## INFORMATION SHOWN:
+===+
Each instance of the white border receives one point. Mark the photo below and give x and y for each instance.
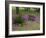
(25, 32)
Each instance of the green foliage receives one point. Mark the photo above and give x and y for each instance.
(19, 20)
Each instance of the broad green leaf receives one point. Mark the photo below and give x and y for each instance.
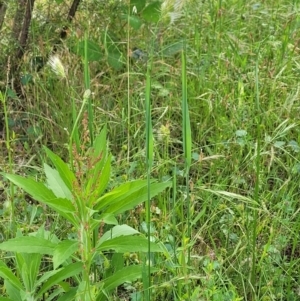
(56, 184)
(133, 199)
(119, 193)
(28, 244)
(106, 218)
(37, 190)
(63, 251)
(115, 60)
(13, 292)
(119, 230)
(44, 195)
(94, 52)
(124, 244)
(138, 4)
(152, 12)
(65, 173)
(134, 21)
(127, 274)
(64, 273)
(100, 145)
(69, 295)
(98, 179)
(8, 275)
(173, 48)
(28, 266)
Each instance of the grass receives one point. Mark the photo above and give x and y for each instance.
(242, 69)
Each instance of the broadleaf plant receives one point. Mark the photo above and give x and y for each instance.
(79, 195)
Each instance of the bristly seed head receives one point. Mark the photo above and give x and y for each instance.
(56, 65)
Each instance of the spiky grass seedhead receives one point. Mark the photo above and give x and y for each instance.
(57, 66)
(172, 10)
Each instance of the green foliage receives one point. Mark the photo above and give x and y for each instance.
(81, 199)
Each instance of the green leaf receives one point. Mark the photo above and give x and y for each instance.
(56, 184)
(28, 244)
(128, 195)
(138, 4)
(132, 199)
(68, 296)
(99, 177)
(173, 48)
(28, 265)
(134, 21)
(127, 274)
(65, 173)
(124, 244)
(66, 272)
(114, 60)
(107, 218)
(44, 195)
(12, 292)
(93, 50)
(119, 193)
(152, 12)
(37, 190)
(8, 275)
(63, 251)
(119, 230)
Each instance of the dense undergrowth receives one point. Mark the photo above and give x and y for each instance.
(240, 240)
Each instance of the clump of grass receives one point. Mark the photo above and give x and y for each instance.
(230, 223)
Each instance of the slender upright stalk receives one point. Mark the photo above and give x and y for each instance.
(187, 147)
(149, 158)
(3, 98)
(257, 167)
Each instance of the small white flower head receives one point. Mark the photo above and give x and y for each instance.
(87, 94)
(56, 65)
(172, 10)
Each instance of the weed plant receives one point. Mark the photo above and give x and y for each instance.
(228, 229)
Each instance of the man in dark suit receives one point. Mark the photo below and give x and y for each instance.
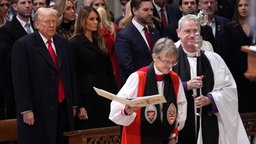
(9, 33)
(44, 83)
(215, 22)
(132, 47)
(226, 8)
(3, 73)
(164, 11)
(191, 7)
(122, 5)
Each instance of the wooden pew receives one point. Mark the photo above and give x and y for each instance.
(104, 135)
(8, 130)
(249, 121)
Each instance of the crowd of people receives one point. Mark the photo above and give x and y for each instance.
(53, 52)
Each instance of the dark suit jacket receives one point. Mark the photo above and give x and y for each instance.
(35, 81)
(236, 60)
(220, 22)
(131, 49)
(173, 15)
(4, 69)
(12, 31)
(93, 69)
(9, 33)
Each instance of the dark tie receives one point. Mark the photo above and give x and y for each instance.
(159, 77)
(149, 39)
(61, 94)
(163, 18)
(27, 26)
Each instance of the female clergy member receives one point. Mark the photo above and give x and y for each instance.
(153, 124)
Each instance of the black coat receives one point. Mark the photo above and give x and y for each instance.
(35, 80)
(236, 60)
(9, 33)
(93, 69)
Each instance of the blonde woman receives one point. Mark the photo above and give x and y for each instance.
(93, 69)
(66, 17)
(102, 3)
(4, 5)
(109, 30)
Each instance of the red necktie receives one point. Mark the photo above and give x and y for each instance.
(61, 94)
(163, 18)
(149, 39)
(159, 77)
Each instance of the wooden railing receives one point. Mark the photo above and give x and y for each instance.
(8, 130)
(105, 135)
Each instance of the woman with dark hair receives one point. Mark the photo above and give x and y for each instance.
(4, 5)
(93, 69)
(236, 34)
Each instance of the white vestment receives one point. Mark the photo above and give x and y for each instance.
(224, 93)
(130, 90)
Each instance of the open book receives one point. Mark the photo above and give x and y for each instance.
(137, 102)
+===+
## SHORT EXERCISE:
Shift every coordinate by adding 93 to each x and y value, and write out all lines of the data from the one holding "Each instance of the white vestment" through the end of the data, inclusive.

## SOLUTION TO THIS PROBLEM:
Each instance of the white vestment receives one point. Mark the photo above and give x and y for each instance.
(317, 186)
(223, 183)
Each instance of the open book receives one point. Mark the photo above and give x and y for each instance.
(230, 195)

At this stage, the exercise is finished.